-- Problem description --
Make an exact copy of all the records, one that contains none of the pictures.

Records excerpted from a collection:

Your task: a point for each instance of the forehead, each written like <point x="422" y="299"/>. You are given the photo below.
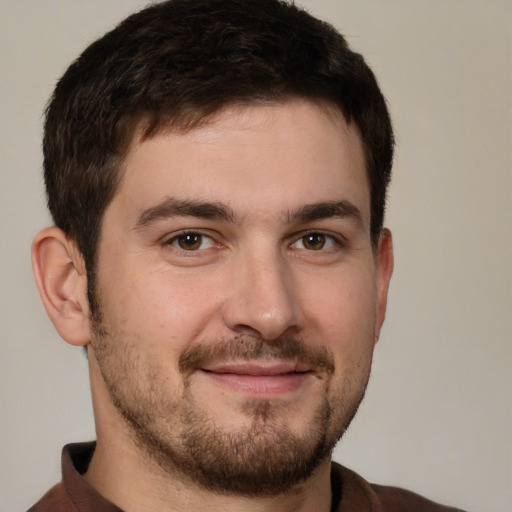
<point x="269" y="158"/>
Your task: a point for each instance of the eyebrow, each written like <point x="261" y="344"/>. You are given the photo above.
<point x="326" y="210"/>
<point x="171" y="207"/>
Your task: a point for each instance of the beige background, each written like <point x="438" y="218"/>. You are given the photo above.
<point x="437" y="418"/>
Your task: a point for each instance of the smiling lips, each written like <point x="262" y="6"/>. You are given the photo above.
<point x="259" y="378"/>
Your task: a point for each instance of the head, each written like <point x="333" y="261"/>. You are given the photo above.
<point x="219" y="168"/>
<point x="174" y="66"/>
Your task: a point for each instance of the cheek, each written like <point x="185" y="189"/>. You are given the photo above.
<point x="163" y="309"/>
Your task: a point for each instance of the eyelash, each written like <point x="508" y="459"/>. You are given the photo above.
<point x="335" y="241"/>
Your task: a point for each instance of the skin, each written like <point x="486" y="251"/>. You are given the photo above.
<point x="254" y="275"/>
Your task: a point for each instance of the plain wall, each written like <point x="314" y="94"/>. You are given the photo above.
<point x="438" y="413"/>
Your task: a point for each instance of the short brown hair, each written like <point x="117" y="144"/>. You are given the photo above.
<point x="177" y="63"/>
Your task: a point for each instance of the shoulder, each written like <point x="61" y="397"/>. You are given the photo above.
<point x="354" y="493"/>
<point x="55" y="500"/>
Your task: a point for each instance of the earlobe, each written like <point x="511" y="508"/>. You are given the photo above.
<point x="384" y="270"/>
<point x="60" y="276"/>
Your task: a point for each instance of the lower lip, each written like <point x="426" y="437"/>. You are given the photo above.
<point x="260" y="384"/>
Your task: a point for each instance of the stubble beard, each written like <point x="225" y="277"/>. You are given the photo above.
<point x="264" y="459"/>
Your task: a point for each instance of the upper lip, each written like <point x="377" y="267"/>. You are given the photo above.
<point x="258" y="368"/>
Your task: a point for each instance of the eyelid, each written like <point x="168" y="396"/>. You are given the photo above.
<point x="338" y="239"/>
<point x="169" y="239"/>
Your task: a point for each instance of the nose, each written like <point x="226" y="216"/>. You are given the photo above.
<point x="262" y="299"/>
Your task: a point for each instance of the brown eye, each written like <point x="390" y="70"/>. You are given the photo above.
<point x="314" y="241"/>
<point x="192" y="242"/>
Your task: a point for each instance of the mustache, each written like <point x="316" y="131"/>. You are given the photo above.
<point x="247" y="348"/>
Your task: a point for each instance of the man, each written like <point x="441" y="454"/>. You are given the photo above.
<point x="217" y="173"/>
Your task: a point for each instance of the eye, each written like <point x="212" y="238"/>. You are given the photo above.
<point x="191" y="241"/>
<point x="315" y="241"/>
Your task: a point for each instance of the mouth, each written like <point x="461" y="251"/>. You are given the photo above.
<point x="261" y="378"/>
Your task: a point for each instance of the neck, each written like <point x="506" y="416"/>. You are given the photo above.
<point x="124" y="476"/>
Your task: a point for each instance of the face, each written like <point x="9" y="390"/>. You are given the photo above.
<point x="239" y="291"/>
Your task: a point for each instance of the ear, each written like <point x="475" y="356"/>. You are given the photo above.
<point x="384" y="270"/>
<point x="60" y="275"/>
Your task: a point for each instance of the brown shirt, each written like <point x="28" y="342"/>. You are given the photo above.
<point x="350" y="492"/>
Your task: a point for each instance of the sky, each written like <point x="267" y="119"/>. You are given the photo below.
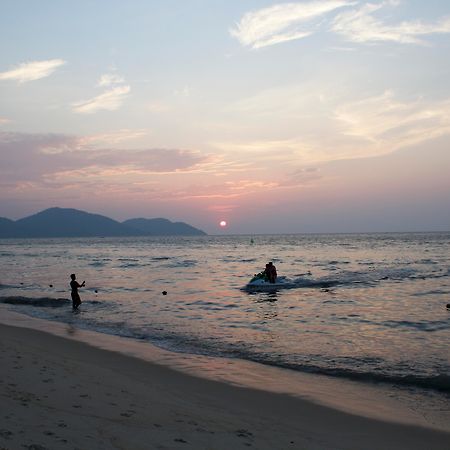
<point x="307" y="116"/>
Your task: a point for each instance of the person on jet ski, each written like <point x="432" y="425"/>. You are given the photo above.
<point x="271" y="272"/>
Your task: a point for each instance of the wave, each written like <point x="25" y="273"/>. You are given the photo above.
<point x="42" y="301"/>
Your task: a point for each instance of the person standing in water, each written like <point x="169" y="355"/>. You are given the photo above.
<point x="74" y="285"/>
<point x="271" y="272"/>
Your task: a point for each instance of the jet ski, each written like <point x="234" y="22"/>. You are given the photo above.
<point x="260" y="282"/>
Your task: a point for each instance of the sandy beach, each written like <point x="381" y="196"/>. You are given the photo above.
<point x="58" y="393"/>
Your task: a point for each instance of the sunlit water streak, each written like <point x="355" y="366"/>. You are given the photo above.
<point x="374" y="308"/>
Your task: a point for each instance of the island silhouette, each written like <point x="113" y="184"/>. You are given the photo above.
<point x="68" y="222"/>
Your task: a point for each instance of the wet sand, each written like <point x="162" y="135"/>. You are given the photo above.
<point x="58" y="393"/>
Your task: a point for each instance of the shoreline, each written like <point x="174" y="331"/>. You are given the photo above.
<point x="93" y="397"/>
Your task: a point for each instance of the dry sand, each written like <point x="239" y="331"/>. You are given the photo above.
<point x="58" y="393"/>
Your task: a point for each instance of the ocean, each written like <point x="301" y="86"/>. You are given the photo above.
<point x="365" y="307"/>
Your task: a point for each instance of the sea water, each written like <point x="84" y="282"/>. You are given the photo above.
<point x="367" y="307"/>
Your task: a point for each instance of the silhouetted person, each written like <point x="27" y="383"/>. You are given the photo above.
<point x="271" y="272"/>
<point x="76" y="300"/>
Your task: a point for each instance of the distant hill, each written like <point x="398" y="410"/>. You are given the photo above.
<point x="7" y="227"/>
<point x="162" y="227"/>
<point x="64" y="222"/>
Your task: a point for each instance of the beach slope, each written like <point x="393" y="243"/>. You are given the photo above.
<point x="58" y="393"/>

-- Answer to the problem --
Your task: a point for each instance of the forehead, each written like <point x="422" y="299"/>. You are given the photo below.
<point x="269" y="158"/>
Your task: a point for each instance of the eyebrow, each written like <point x="261" y="344"/>. You are given the photo above.
<point x="326" y="210"/>
<point x="171" y="207"/>
Your task: a point for each instance of the beige background, each written like <point x="438" y="218"/>. You are given the photo above.
<point x="437" y="418"/>
Your task: a point for each instance of the smiling lips, each written like <point x="262" y="6"/>. You are given the photo above.
<point x="259" y="378"/>
Your task: a point for each instance of the head, each written like <point x="333" y="261"/>. You are given the photo above.
<point x="219" y="168"/>
<point x="174" y="66"/>
Your task: a point for each instance of the cheek, each written like <point x="185" y="189"/>. You are given the photo above.
<point x="163" y="309"/>
Your task: a point for each instance of the eyelash, each written like <point x="508" y="459"/>. You are given the photo above.
<point x="335" y="241"/>
Your task: a point for each instance of the skin, each written like <point x="486" y="251"/>. You are given the photo above.
<point x="254" y="275"/>
Your task: a point for each instance of the plain wall, each written like <point x="314" y="94"/>. You are given the photo above.
<point x="438" y="413"/>
Your task: a point for each instance of the short brown hair, each written like <point x="117" y="144"/>. You are given the photo above.
<point x="177" y="63"/>
Your task: a point for each instance of the shoulder, each written like <point x="61" y="397"/>. You are given the photo above.
<point x="354" y="493"/>
<point x="55" y="500"/>
Your task: a point for each instance of the earlobe, each written like <point x="511" y="508"/>. You are given the photo above.
<point x="384" y="270"/>
<point x="60" y="276"/>
Your task: a point for each instance of the lower lip, each written like <point x="426" y="437"/>. You are given the photo above.
<point x="260" y="384"/>
Your task: a point for each instance of the stubble beard, each written like <point x="225" y="277"/>. You are given the photo above.
<point x="264" y="459"/>
Your task: a point for each instance of the upper lip, each written like <point x="377" y="267"/>. You are given the photo above.
<point x="258" y="368"/>
Your task: a point for each instance of the eyelid, each written like <point x="168" y="396"/>. You are given the photo above.
<point x="338" y="239"/>
<point x="169" y="239"/>
Your task: a point for each instance of the nose, each written like <point x="226" y="216"/>. You are given the photo above.
<point x="262" y="299"/>
Your task: a point for each instance of the brown eye, each written like <point x="390" y="70"/>. You are given the photo above.
<point x="314" y="241"/>
<point x="192" y="242"/>
Your task: a point for each instance of the mustache, each written like <point x="316" y="131"/>. You are given the photo above.
<point x="247" y="348"/>
Your task: a point for each instance of the man, each written like <point x="441" y="454"/>. You are given the photo above.
<point x="217" y="173"/>
Your task: a point for each instance of the eye, each written like <point x="212" y="238"/>. You are given the photo above.
<point x="191" y="241"/>
<point x="315" y="241"/>
Your task: a point for each instance of the mouth, each written like <point x="461" y="251"/>. You are given the photo above.
<point x="261" y="378"/>
Your task: a point for each instance of the neck, each written like <point x="506" y="416"/>. You are given the photo above.
<point x="124" y="476"/>
Your task: a point for each instance of the face, each written like <point x="9" y="390"/>. You are given the photo above.
<point x="239" y="291"/>
Your task: a point for each instance of the ear, each written like <point x="475" y="356"/>. You are given the photo above.
<point x="384" y="270"/>
<point x="60" y="275"/>
Your task: a point for each instance of the brown shirt, each written like <point x="28" y="342"/>. You are given the photo above.
<point x="350" y="492"/>
Your task: a point for each instance of the sky, each written like <point x="267" y="119"/>. You are given the photo below.
<point x="307" y="116"/>
Your task: a point for each instance of the person on jet ski, each written like <point x="432" y="425"/>. You are given the photo above.
<point x="271" y="272"/>
Your task: a point for each instance of the wave, each written like <point x="25" y="273"/>. You are given the photo above.
<point x="42" y="301"/>
Your task: a point for each instance of the person standing in water, each written like <point x="169" y="355"/>. You are given the photo above.
<point x="74" y="285"/>
<point x="271" y="272"/>
Your task: a point for each instance of the jet ski, each written like <point x="234" y="22"/>. You are given the photo above.
<point x="260" y="282"/>
Your task: a point for each instance of the sandy beach, each written like <point x="381" y="196"/>. You are given the photo above.
<point x="58" y="393"/>
Your task: a point for each instance of the sunlit water streak, each written like <point x="355" y="366"/>. You are given the photo above.
<point x="374" y="308"/>
Your task: a point for each instance of the island silhouette, each written like <point x="113" y="184"/>. You are given the photo above.
<point x="68" y="222"/>
Your task: a point for each instance of the wet sand, each written like <point x="162" y="135"/>. You are given the photo above.
<point x="58" y="393"/>
Your task: a point for each instance of the shoreline, each written like <point x="174" y="331"/>. You are given the photo above.
<point x="93" y="397"/>
Your task: a point for each instance of the dry sand, each written like <point x="239" y="331"/>. You are given the photo above.
<point x="58" y="393"/>
Your task: a point for each instance of the ocean, each written like <point x="301" y="86"/>. You are given the photo above.
<point x="365" y="307"/>
Your task: a point for each instance of the sea water, each written like <point x="84" y="282"/>. You are given the photo above.
<point x="367" y="307"/>
Your task: a point for each instance of the silhouetted person, each written like <point x="27" y="383"/>. You are given the photo above.
<point x="271" y="272"/>
<point x="76" y="300"/>
Your task: a point for each instance of the distant hill, each written like <point x="398" y="410"/>. You are given the photo above.
<point x="7" y="227"/>
<point x="162" y="227"/>
<point x="64" y="222"/>
Your task: a point for each instance of the beach slope, each written like <point x="393" y="243"/>. You are given the photo above.
<point x="58" y="393"/>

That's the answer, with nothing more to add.